Task item ::
Which lines of the records below contain the string "tight"? Pull out each of them, treating uppercase and lowercase letters as different.

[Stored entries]

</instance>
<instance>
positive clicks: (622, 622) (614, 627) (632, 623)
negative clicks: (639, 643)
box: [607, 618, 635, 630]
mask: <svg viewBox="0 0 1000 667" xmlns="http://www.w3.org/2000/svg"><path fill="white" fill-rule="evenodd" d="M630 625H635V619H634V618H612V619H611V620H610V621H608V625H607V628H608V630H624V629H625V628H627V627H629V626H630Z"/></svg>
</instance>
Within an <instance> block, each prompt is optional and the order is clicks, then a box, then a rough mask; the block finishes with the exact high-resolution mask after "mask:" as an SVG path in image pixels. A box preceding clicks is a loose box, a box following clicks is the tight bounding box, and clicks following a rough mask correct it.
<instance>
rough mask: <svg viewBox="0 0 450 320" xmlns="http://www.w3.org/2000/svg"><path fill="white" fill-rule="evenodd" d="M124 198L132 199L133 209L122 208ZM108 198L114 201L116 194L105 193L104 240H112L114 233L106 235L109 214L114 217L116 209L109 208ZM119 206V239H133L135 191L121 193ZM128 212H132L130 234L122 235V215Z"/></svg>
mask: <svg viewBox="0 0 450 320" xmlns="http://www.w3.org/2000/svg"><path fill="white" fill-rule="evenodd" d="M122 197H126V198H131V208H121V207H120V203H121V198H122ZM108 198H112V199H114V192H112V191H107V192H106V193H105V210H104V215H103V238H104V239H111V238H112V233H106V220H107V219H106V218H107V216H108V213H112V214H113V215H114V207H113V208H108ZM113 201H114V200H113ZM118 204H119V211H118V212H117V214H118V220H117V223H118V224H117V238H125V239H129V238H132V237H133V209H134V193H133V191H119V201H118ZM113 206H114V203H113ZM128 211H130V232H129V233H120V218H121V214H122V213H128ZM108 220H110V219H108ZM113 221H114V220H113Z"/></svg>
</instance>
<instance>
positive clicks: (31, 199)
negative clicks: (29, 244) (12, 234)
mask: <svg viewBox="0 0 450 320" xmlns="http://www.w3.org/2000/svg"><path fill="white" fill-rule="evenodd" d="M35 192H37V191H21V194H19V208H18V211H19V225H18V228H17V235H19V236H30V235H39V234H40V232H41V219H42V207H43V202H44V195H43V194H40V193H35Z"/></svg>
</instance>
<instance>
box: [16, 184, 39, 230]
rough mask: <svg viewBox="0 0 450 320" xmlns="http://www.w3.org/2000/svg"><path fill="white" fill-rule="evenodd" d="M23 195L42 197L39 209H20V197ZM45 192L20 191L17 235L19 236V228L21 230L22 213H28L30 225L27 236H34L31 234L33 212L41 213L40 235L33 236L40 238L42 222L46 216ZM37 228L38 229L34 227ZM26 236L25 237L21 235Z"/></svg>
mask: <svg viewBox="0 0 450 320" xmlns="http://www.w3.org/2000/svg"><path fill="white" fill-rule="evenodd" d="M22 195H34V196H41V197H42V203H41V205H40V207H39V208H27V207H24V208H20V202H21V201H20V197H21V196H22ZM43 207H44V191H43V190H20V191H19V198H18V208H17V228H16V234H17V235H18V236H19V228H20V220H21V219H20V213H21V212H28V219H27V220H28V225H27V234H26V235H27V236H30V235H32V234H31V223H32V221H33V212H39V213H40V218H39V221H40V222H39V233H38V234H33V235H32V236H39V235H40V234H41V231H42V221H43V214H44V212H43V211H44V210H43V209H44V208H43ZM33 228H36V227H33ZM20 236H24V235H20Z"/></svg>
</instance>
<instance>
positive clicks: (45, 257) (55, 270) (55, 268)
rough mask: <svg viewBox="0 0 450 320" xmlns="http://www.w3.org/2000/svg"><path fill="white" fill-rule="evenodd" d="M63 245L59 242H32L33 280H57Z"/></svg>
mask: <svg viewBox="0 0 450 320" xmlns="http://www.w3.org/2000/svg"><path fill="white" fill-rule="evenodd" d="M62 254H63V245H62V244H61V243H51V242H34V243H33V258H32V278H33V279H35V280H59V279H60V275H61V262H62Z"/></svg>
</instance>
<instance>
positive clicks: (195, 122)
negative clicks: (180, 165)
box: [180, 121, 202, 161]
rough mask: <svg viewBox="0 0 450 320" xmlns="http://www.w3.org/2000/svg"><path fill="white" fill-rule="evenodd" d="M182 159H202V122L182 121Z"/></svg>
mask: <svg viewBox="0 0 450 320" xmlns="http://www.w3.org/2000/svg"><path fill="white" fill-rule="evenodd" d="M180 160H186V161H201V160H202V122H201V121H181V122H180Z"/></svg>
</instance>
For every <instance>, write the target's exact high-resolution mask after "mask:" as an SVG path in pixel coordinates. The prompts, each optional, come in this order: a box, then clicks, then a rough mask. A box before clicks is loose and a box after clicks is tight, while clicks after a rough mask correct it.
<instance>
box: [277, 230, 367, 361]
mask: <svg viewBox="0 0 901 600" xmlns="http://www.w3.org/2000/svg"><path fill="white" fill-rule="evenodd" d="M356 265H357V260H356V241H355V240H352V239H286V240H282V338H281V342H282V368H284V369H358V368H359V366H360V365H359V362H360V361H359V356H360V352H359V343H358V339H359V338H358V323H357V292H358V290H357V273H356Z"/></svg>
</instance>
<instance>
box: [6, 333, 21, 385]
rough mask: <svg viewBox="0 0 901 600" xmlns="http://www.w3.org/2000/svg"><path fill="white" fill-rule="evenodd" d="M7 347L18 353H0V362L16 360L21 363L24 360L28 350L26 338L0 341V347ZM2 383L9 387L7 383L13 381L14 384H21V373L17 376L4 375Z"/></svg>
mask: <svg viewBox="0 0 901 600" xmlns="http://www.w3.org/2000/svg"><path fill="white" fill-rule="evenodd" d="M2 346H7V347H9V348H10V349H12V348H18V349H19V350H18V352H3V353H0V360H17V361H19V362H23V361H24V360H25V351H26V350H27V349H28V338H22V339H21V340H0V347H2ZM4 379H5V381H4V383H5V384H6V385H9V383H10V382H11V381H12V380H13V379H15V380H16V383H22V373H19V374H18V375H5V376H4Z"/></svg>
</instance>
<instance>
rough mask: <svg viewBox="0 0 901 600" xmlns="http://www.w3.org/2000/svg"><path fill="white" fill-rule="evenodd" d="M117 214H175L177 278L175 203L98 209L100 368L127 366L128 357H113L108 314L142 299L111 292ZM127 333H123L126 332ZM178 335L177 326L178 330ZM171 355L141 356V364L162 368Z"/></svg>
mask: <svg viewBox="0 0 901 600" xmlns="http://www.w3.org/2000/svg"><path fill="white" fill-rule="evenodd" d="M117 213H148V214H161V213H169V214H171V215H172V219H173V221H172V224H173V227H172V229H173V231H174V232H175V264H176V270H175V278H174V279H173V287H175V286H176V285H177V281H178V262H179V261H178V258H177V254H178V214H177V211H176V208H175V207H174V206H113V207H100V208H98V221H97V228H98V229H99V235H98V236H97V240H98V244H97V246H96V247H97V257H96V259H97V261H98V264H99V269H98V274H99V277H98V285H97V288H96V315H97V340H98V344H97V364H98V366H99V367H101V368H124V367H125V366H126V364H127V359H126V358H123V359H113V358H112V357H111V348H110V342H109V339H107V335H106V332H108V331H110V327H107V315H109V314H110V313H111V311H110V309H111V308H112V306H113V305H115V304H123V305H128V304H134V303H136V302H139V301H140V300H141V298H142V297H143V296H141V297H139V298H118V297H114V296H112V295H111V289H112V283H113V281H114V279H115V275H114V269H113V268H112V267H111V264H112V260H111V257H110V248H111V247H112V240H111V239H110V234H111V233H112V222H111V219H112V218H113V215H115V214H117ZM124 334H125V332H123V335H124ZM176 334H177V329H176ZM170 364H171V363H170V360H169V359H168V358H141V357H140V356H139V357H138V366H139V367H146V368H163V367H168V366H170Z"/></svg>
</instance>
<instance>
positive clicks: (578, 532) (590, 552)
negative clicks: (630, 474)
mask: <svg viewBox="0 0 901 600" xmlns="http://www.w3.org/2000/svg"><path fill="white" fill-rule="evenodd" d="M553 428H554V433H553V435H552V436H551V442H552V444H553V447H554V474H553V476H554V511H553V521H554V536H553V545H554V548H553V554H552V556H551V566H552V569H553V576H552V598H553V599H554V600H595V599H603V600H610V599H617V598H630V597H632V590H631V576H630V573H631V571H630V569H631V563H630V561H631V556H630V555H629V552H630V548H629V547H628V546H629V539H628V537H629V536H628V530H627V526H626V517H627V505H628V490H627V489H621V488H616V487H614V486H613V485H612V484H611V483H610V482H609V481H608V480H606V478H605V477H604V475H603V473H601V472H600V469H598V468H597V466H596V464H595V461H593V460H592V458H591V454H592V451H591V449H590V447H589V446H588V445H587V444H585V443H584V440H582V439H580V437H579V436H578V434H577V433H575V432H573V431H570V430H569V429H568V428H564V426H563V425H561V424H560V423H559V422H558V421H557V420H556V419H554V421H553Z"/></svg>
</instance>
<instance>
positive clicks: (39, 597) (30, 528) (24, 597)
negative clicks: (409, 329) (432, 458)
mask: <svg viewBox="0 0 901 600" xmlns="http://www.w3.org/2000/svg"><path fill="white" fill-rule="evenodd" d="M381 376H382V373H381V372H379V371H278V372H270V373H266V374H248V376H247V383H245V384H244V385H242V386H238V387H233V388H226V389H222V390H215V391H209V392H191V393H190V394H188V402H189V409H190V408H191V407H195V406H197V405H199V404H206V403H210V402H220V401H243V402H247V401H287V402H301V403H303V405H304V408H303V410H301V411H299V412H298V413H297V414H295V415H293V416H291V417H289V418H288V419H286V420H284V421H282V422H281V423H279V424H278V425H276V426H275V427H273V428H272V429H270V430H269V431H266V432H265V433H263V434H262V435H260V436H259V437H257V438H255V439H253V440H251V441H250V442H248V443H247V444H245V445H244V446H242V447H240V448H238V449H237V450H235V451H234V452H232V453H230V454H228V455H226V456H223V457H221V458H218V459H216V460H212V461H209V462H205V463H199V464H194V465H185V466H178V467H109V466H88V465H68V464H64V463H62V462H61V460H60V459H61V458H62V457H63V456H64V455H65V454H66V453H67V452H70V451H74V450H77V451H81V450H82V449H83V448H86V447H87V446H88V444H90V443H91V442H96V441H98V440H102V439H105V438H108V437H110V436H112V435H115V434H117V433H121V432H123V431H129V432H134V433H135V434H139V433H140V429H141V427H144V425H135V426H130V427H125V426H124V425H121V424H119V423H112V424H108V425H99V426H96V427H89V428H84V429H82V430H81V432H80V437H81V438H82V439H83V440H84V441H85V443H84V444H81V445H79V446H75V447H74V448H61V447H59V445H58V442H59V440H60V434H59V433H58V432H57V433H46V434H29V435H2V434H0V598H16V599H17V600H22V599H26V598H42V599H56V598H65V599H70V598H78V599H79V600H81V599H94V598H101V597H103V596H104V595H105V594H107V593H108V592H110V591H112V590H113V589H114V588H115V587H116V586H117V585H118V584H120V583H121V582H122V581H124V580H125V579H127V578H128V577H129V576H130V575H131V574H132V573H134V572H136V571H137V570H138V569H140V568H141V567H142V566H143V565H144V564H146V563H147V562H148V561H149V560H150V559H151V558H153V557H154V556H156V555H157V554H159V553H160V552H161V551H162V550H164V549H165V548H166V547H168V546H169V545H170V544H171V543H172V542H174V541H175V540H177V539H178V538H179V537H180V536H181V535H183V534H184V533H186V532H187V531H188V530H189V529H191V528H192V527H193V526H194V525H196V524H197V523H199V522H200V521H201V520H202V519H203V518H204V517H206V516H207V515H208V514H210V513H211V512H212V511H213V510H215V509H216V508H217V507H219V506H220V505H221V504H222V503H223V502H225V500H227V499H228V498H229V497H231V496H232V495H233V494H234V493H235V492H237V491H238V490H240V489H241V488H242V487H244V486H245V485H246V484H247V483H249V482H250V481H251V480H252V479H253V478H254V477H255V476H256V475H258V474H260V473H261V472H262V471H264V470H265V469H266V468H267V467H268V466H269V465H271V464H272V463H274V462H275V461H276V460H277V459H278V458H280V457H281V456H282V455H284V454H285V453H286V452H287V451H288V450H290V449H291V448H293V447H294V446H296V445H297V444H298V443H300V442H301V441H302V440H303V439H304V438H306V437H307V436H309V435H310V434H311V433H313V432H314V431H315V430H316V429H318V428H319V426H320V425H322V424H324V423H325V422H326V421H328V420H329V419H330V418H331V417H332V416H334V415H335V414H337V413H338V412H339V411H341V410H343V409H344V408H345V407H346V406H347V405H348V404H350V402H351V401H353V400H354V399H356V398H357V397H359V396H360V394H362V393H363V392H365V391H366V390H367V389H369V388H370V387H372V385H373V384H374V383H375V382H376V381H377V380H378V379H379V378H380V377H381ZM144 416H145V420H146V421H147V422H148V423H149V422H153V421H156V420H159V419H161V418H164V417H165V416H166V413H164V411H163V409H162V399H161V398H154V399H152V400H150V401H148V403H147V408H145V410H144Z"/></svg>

Answer area ::
Within an <instance> block, each prompt is optional and the order is clicks, then a box, then a rough mask; the block finishes with the exact high-resolution mask after "mask:" as an SVG path in image pixels. A box preceding clicks is a loose box, a box following clicks is the tight bounding box, and clicks following a rough mask correct it.
For every <instance>, write the target's exact high-resolution mask after "mask:" as an SVG path in pixel coordinates. The prompts, each optional, come in this order: a box, then clicks, then a rough mask. A box before clicks is loose and a box after clicks is tight, while clicks after a rough mask correct it.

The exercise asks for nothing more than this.